Abbas bin Abdul Muththalib mengirim surat kepada Nabi SAW
Kemudian
Abbas bin Abdul Muththalib mengirim sepucuk surat kepada Nabi SAW di Madinah
dengan perantaraan seorang dari Banu Ghifar yang sanggup membawa surat dengan
cepat, dengan upah yang secukupnya, asal surat itu dapat sampai kepada Nabi SAW
dalam waktu paling lambat tiga malam. Dalam surat tersebut beliau mengkhabarkan
kepada Nabi SAW tentang segala apa yang akan dilakukan oleh kaum Quraisy
terhadap Nabi dan kaum muslimin.
Dengan
secepatnya, utusan ‘Abbas tersebut dalam waktu tiga hari tiga malam telah sampai
di Quba’. Dan kebetulan waktu itu Nabi SAW sedang berjalan-jalan di sana dengan
berkendaraan keledai dan tengah berhenti di muka pintu masjid
Quba’.
Setelah
menerima surat, lalu Nabi SAW segera memberikan kepada shahabat Ubay bin Ka’ab
RA supaya dibacakannya. Setelah surat itu dibaca oleh Ubay, Nabi SAW berpesan
kepadanya, “Supaya isi surat itu dirahasiakan dulu, dan jangan disiarkan kepada
orang lain”.
4.
Persiapan tentara kaum muslimin
Setelah
menerima surat dari pamannya (‘Abbas) tersebut, maka Nabi SAW segera kembali
dari Quba’. Pada malam harinya, dalam tidurnya Nabi SAW bermimpi demikian :
Seekor lembu disembelih, ujung pedang beliau sumbing, pedang beliau yang bernama
Dzulfaqar terlepas dari sarungnya, tangan beliau dimasukkan ke dalam baju
besinya yang kokoh, dan beliau mengiringkan seekor kibasy.
Kemudian
keesokan harinya beliau menceritakan mimpi itu serta menerangkan kepada kaum
muslimin yang ada di hadapannya.
Dan
ketika beliau menceritakan mimpi tersebut, ada sebagian dari shahabat-shahabat
yang hadir bertanya, “Ya Rasulullah, bagaimana ta’wil mimpi tuan itu
?”.
Nabi
SAW lalu menerangkan, “Lembu yang disembelih itu, ialah sebagaian dari
shahabatku akan terbunuh. Ujung pedangku sumbing ialah seorang dari keluargaku
akan terbunuh. Pedangku Dzulfaqar terlepas dari sarungnya ialah akan adanya dua
perkara yang hebat. Tanganku kumasukkan ke dalam baju besi yang kokoh itu ialah
kita harus di dalam kota Madinah, jangan sampai kita keluar dari Madinah, dan
jika ada musuh yang datang dari luar, haruslah kita hadapi dan kita perangi di
dalamnya (Madinah), adapun kibasy yang kuiringkan itu, ialah aku akan membunuh
seorang pembesar kaum”.

Latihan:
1 - Terjemahkan kalimat dari teks sumber ini ke dalam bahasa Inggris: "Dan kebetulan waktu itu Nabi SAW sedang berjalan-jalan di sana dengan berkendaraan keledai dan tengah berhenti di muka pintu masjid Quba’."
2 - Tampilkan bagian teks sumber di antara "Abbas bin Abdul Muththalib mengirim surat" dan "dan kaum muslimin.", termasuk kedua batas tersebut, tanpa mengubah apa pun.

(Data sumber)
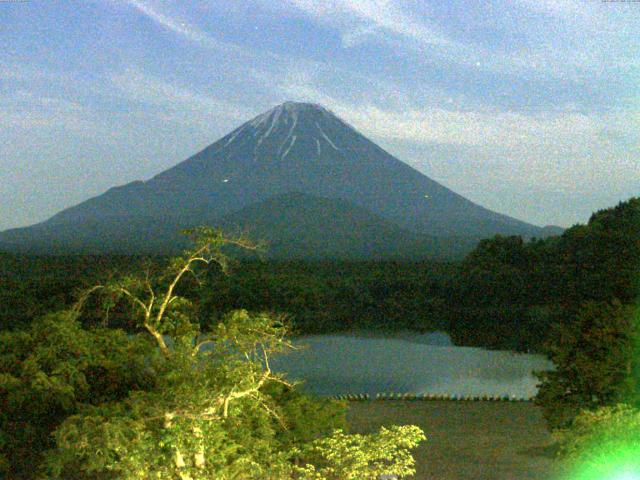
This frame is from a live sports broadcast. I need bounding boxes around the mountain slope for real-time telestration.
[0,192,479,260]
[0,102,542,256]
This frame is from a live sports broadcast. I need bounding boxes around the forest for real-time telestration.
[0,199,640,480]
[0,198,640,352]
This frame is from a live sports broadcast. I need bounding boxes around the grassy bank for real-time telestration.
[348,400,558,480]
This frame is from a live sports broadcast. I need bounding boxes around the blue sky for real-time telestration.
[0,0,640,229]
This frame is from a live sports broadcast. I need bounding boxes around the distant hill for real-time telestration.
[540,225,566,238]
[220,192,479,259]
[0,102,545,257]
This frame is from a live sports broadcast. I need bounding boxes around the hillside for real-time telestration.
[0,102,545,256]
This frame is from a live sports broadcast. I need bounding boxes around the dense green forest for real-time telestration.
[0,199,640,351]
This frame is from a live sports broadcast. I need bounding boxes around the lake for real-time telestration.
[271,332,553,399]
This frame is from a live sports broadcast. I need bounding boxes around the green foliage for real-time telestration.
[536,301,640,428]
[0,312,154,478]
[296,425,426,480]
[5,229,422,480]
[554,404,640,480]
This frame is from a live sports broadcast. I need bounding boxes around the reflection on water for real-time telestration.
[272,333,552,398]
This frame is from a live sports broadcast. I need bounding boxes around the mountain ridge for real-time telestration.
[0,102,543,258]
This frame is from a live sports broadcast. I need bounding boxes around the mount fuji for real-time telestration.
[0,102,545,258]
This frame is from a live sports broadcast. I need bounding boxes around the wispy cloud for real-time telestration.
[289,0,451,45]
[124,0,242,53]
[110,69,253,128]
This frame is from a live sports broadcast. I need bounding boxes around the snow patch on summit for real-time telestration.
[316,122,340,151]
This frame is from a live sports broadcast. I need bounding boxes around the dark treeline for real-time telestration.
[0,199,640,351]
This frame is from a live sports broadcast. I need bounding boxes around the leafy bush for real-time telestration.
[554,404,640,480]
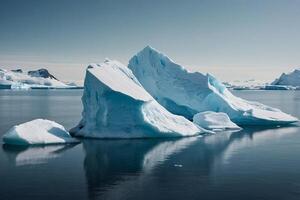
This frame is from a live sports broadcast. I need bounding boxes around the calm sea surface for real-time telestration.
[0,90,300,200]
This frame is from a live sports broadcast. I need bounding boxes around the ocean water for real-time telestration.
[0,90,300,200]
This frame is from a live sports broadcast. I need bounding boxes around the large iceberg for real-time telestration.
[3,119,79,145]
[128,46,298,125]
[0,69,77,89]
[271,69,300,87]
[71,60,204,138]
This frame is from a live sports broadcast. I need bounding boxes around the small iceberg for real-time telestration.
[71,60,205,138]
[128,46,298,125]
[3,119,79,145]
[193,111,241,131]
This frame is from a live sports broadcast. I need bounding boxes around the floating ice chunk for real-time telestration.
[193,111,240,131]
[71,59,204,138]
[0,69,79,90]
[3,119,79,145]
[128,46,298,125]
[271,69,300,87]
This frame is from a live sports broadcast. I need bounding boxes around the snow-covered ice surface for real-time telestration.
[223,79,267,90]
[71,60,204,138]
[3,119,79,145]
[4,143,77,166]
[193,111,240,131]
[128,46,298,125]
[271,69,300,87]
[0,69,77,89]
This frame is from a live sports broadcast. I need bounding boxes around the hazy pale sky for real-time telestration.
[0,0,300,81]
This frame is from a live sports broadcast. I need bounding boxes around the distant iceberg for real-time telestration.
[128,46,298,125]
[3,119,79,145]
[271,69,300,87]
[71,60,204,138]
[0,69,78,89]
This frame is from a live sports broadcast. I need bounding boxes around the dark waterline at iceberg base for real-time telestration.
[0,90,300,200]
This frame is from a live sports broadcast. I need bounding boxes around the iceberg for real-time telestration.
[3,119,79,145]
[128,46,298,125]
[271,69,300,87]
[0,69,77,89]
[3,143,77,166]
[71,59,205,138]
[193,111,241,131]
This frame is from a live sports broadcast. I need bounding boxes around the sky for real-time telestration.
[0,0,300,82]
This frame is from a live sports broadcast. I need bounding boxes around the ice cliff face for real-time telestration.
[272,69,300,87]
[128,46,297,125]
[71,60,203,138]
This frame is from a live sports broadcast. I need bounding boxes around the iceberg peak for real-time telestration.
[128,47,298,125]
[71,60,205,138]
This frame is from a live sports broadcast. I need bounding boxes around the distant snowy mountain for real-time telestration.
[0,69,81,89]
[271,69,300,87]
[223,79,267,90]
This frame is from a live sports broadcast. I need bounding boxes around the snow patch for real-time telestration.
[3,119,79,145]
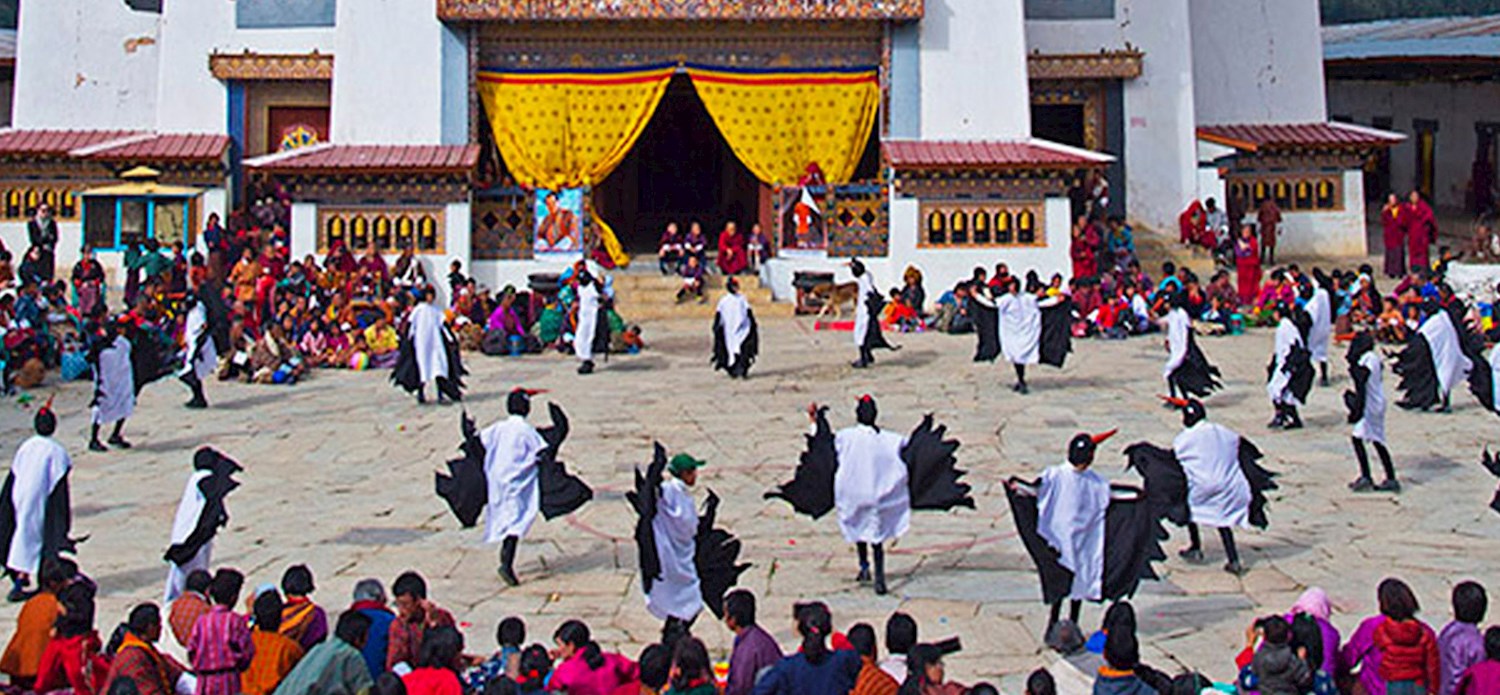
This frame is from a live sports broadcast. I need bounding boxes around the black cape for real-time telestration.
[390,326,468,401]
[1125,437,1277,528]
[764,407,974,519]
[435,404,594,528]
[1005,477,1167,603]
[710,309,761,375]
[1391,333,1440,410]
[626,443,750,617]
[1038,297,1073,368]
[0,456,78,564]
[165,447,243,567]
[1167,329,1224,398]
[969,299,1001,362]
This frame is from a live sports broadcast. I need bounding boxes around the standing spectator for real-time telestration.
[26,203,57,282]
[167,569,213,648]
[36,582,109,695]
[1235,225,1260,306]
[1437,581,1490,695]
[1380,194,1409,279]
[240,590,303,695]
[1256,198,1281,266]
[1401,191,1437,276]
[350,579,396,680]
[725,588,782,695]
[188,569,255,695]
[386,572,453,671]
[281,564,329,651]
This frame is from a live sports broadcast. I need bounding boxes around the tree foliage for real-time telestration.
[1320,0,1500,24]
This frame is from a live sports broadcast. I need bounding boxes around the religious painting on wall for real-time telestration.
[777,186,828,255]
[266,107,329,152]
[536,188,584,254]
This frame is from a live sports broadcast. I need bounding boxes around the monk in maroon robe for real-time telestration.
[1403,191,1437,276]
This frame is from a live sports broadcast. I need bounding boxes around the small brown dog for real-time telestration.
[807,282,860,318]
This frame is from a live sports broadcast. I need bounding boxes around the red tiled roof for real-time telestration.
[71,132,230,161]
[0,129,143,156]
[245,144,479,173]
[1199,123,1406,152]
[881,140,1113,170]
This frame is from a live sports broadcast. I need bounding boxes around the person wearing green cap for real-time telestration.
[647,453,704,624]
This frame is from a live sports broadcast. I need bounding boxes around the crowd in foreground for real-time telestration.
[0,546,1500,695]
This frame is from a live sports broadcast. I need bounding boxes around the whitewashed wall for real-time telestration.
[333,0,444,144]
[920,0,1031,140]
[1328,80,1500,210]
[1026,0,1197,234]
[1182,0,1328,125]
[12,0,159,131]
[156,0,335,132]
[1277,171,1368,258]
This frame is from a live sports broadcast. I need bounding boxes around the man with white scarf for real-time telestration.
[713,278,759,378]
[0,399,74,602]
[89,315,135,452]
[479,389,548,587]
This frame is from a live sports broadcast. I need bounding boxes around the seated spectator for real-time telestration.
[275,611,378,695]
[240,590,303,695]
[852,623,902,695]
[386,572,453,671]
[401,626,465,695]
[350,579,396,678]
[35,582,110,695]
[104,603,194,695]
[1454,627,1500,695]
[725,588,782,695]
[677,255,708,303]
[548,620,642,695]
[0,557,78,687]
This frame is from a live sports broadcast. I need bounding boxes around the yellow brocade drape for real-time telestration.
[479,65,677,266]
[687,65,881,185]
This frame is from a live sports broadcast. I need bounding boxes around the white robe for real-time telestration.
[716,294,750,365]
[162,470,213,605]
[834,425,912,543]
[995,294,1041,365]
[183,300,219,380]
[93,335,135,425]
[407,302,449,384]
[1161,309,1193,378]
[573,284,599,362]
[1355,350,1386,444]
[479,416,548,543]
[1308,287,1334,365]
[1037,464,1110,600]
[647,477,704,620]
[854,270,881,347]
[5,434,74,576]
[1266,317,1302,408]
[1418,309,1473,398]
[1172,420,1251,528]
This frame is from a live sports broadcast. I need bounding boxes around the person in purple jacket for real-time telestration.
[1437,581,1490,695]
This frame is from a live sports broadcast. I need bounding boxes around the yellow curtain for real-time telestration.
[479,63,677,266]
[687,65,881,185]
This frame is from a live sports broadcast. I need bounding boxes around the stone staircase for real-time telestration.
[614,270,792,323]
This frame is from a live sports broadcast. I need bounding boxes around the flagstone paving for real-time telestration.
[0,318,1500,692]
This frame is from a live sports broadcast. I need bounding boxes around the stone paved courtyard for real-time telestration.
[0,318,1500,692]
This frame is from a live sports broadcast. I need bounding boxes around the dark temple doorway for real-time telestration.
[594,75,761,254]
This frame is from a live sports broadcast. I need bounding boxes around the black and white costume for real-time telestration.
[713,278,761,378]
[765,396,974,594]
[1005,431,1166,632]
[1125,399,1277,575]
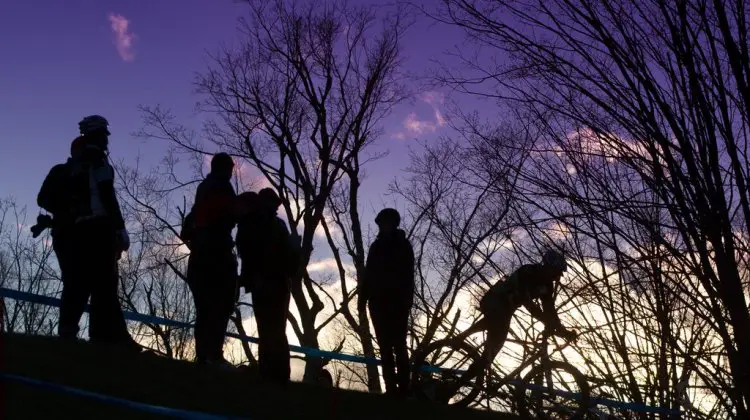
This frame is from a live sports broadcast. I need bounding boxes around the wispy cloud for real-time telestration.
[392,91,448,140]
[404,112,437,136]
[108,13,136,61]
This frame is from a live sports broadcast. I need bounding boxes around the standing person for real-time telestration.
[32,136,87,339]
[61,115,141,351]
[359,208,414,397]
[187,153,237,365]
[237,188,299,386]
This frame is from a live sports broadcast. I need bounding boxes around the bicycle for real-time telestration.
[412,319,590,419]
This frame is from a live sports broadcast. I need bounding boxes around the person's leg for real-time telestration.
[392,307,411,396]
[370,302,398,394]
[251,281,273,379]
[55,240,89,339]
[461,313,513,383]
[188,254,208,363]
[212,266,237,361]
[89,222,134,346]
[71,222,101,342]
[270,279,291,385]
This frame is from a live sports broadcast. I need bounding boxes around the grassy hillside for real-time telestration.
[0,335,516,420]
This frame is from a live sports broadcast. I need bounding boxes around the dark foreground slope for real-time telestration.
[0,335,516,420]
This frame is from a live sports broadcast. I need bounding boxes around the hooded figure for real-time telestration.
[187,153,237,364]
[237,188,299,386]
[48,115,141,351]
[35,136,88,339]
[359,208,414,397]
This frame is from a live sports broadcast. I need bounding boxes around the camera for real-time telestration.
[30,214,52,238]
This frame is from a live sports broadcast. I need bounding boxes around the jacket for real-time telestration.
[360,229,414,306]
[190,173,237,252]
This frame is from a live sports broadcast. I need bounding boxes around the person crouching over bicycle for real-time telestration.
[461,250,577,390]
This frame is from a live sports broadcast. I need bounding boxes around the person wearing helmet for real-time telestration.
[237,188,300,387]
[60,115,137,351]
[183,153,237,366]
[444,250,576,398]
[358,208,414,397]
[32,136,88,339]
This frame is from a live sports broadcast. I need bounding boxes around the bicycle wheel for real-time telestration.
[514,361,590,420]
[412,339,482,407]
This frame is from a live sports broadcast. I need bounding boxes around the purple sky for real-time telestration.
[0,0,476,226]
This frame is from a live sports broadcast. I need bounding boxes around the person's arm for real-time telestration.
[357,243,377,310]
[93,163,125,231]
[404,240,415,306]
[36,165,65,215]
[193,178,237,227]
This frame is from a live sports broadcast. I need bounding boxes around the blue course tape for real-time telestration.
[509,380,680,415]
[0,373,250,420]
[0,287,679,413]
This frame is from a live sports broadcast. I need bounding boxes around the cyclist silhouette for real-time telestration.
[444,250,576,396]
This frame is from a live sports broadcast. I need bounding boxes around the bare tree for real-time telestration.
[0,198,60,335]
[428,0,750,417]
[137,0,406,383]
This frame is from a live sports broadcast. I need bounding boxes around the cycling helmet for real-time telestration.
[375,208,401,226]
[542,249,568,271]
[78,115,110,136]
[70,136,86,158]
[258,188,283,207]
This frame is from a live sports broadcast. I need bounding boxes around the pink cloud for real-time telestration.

Kunci Jawaban:
1 - And it happened that at that time the Prophet (SAW) was going about there riding a donkey and had stopped in front of the door of the Quba’ mosque.

2 -
Abbas bin Abdul Muththalib mengirim surat kepada Nabi SAW
Kemudian
Abbas bin Abdul Muththalib mengirim sepucuk surat kepada Nabi SAW di Madinah
dengan perantaraan seorang dari Banu Ghifar yang sanggup membawa surat dengan
cepat, dengan upah yang secukupnya, asal surat itu dapat sampai kepada Nabi SAW
dalam waktu paling lambat tiga malam. Dalam surat tersebut beliau mengkhabarkan
kepada Nabi SAW tentang segala apa yang akan dilakukan oleh kaum Quraisy
terhadap Nabi dan kaum muslimin.